[Natural-language object grounding data]
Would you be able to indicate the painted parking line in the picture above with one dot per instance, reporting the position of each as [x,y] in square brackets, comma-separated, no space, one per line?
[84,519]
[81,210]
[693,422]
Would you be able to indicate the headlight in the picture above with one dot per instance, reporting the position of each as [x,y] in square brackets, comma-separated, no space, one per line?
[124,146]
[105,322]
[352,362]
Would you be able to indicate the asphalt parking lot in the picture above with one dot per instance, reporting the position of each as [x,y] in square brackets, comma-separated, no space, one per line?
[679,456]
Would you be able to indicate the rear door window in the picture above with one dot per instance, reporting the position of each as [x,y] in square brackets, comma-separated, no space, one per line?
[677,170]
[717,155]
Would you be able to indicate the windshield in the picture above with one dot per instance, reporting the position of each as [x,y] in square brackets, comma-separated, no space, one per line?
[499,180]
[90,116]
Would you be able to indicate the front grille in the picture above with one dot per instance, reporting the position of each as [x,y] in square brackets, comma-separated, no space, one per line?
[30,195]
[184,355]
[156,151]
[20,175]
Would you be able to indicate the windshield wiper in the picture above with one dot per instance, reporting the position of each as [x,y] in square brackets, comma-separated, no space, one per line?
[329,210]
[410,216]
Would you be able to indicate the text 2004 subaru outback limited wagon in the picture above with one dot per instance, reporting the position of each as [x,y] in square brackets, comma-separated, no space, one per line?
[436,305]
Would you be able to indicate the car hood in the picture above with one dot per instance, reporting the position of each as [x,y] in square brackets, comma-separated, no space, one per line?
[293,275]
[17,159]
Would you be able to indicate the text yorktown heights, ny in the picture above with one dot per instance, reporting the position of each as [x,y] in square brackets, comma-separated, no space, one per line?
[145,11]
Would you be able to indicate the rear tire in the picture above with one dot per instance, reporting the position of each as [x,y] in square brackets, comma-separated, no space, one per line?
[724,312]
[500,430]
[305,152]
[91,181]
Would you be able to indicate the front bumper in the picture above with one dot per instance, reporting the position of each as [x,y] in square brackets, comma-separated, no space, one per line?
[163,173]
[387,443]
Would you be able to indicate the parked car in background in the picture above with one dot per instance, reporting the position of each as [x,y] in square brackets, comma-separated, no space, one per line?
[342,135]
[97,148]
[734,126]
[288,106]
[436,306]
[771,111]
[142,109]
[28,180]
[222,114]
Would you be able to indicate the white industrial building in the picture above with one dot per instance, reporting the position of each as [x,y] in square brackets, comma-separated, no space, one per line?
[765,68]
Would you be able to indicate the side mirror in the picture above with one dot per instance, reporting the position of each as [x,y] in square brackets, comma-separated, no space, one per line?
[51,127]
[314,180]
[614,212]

[Aim of the task]:
Output, exactly and with nothing else, the lines from the line containing "Would you be able to indicate the side" to the end of the entries.

[Written answer]:
Would you be able to indicate the side mirror in the picture above with one dot per instance, reporting the position of each as [x,y] in square brackets, comma-separated, no space, one per line?
[51,127]
[314,180]
[614,212]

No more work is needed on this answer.